#### [EXERCISES TO COMPLETE]
- 1) Retype the passage on bread and brain health word for word, from "Tasty and delicious, and" up to and including "in big ways.".
- 2) Pick up the piece on bread and brain health after its last sentence and keep writing.

Tasty and delicious, and hard to resist. Can food sinning get out of control?
Pair me a glass of Pinot Noir with warm crusted bread and olive oil and I have the perfect segue to a delicious and healthy dinner. Not.
Turns out our tastiest foods can hurt our health in big ways.
More and more, new research screams loud and clear that many of our food pleasures are flat-out bad for our brain, even when consumed once in a while. Bread, with its warm, simplistic persona and mom-ish charm is one food that can wreak havoc on our brains, even when dipped in delicious and healthy monounsaturated fatty acids (MUFAs) olive oil.
There is new evidence that carb-loaded-bread foods are starting to ruin our most valuable asset, our head – one body part we should to protect with guns drawn.

#### [EXTRACTED MATERIAL]
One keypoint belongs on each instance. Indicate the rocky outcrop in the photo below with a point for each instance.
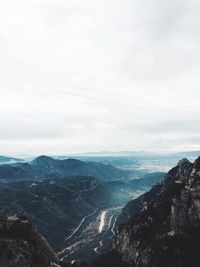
(22, 246)
(164, 227)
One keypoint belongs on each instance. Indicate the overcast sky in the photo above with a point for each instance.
(79, 76)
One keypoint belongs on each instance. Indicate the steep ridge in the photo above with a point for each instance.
(44, 167)
(164, 225)
(21, 245)
(56, 207)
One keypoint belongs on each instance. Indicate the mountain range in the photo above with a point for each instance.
(46, 167)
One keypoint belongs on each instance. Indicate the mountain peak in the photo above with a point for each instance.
(43, 159)
(183, 162)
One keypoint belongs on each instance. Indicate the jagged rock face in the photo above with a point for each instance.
(22, 246)
(165, 228)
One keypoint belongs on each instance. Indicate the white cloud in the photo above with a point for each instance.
(99, 75)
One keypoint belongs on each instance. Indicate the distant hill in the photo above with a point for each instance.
(44, 167)
(9, 160)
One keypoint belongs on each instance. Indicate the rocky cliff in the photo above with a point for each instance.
(164, 224)
(22, 246)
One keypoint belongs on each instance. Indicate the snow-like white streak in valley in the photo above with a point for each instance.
(74, 232)
(109, 225)
(102, 220)
(112, 230)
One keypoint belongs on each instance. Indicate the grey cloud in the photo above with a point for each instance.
(99, 75)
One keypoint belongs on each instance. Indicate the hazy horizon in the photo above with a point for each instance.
(99, 75)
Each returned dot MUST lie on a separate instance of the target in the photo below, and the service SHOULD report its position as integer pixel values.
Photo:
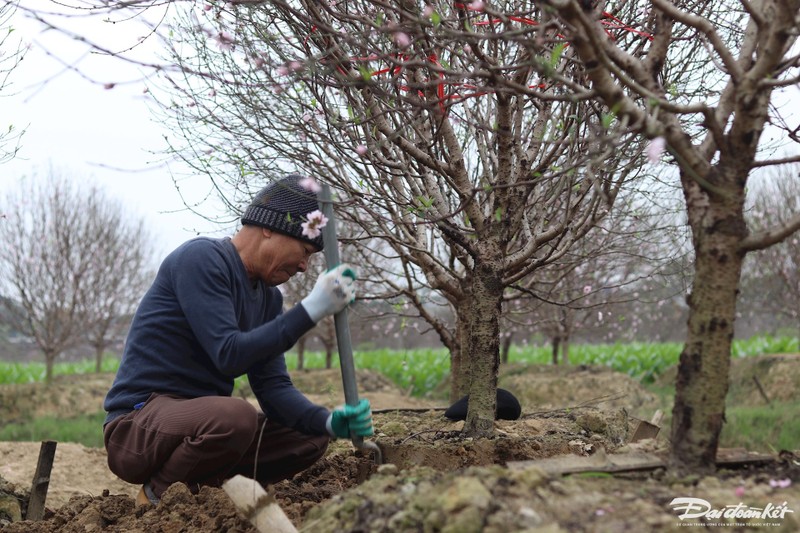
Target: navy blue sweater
(200, 325)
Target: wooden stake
(257, 506)
(41, 480)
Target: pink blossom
(310, 184)
(315, 221)
(780, 483)
(402, 39)
(655, 148)
(224, 40)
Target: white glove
(333, 291)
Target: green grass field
(422, 371)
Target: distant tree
(71, 259)
(474, 160)
(771, 281)
(118, 275)
(706, 109)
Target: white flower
(315, 221)
(655, 148)
(310, 184)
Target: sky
(106, 136)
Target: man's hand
(351, 420)
(333, 291)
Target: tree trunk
(49, 361)
(98, 358)
(486, 296)
(555, 342)
(459, 357)
(702, 381)
(505, 349)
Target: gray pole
(343, 340)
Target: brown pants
(204, 441)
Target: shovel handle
(343, 340)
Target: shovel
(343, 341)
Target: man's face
(283, 257)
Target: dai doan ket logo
(699, 508)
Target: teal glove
(333, 291)
(351, 420)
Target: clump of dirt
(179, 510)
(498, 500)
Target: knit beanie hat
(282, 206)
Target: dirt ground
(435, 479)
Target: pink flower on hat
(310, 184)
(315, 221)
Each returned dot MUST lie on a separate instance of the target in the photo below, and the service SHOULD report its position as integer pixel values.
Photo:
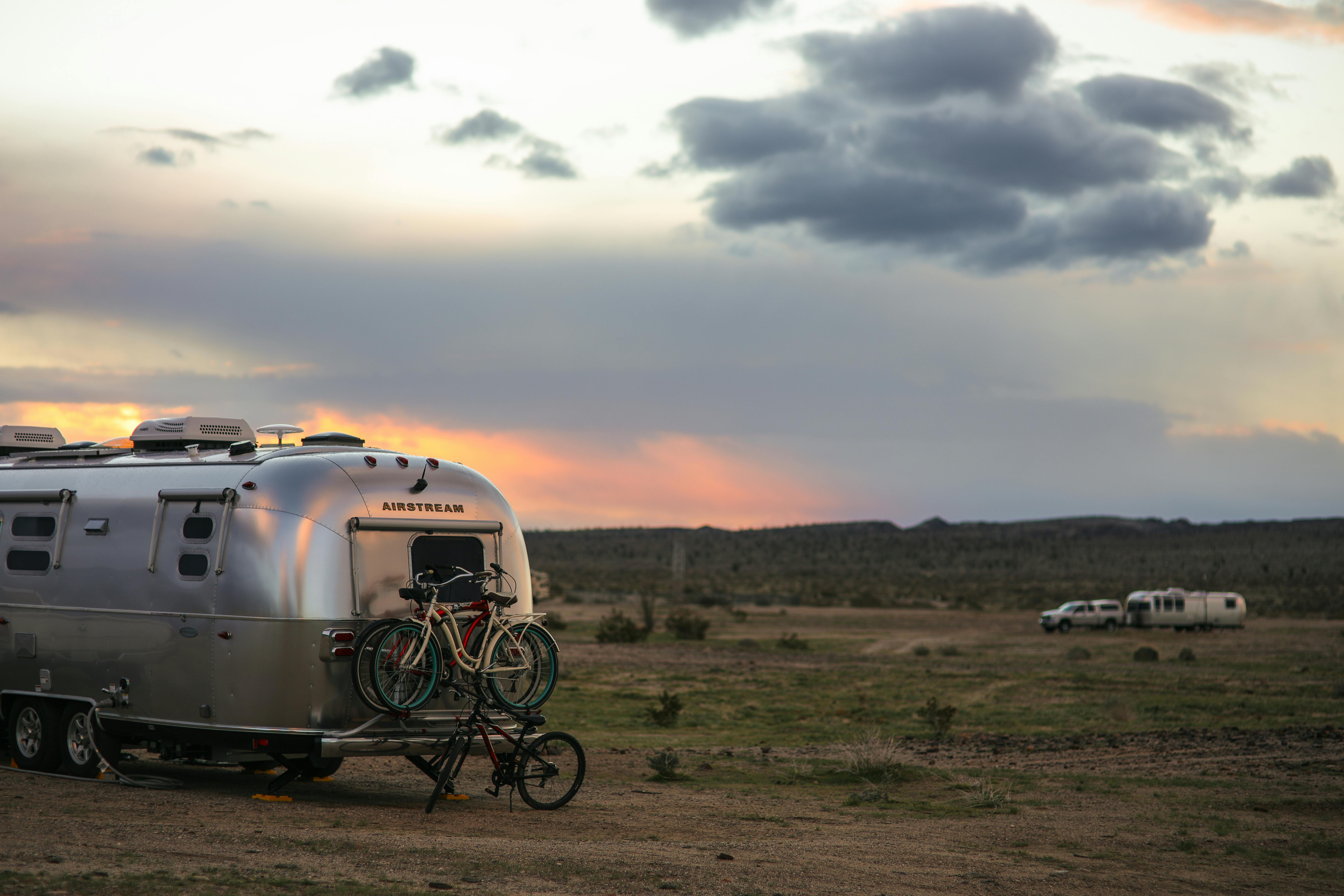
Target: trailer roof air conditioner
(29, 439)
(177, 433)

#### [ANSWERS FOR THIS EXERCISE]
- 1)
Tasty and delicious, and hard to resist. Can food sinning get out of control?
Pair me a glass of Pinot Noir with warm crusted bread and olive oil and I have the perfect segue to a delicious and healthy dinner. Not.
Turns out our tastiest foods can hurt our health in big ways.

- 2)
In a new book by Dr. David Perlmutter, Grain Brain, the effects of gluten, carbs and sugar on our brains is devastating taking food hangovers to a new level. You know that foggy, bland brain feeling, it’s the brain’s way of reacting to eating crapola, much of it served up by our favorite restaurants. He writes:
“The science supporting the relationship between carbohydrates and dementia is quite exciting, as it paves the way for lifestyle changes that can profoundly affect a person’s chances of remaining intact, at least from a brain perspective. In a recent study published by the Mayo Clinic, those consuming a higher-fat, lower-carbohydrate diet had an astounding 65 percent risk reduction for dementia. Likely the advantage to the lower-carbohydrate diet stems from its effect on lowering blood sugar, as studies have clearly linked lower blood sugars to reduced risk of dementia, and specifically Alzheimer’s disease.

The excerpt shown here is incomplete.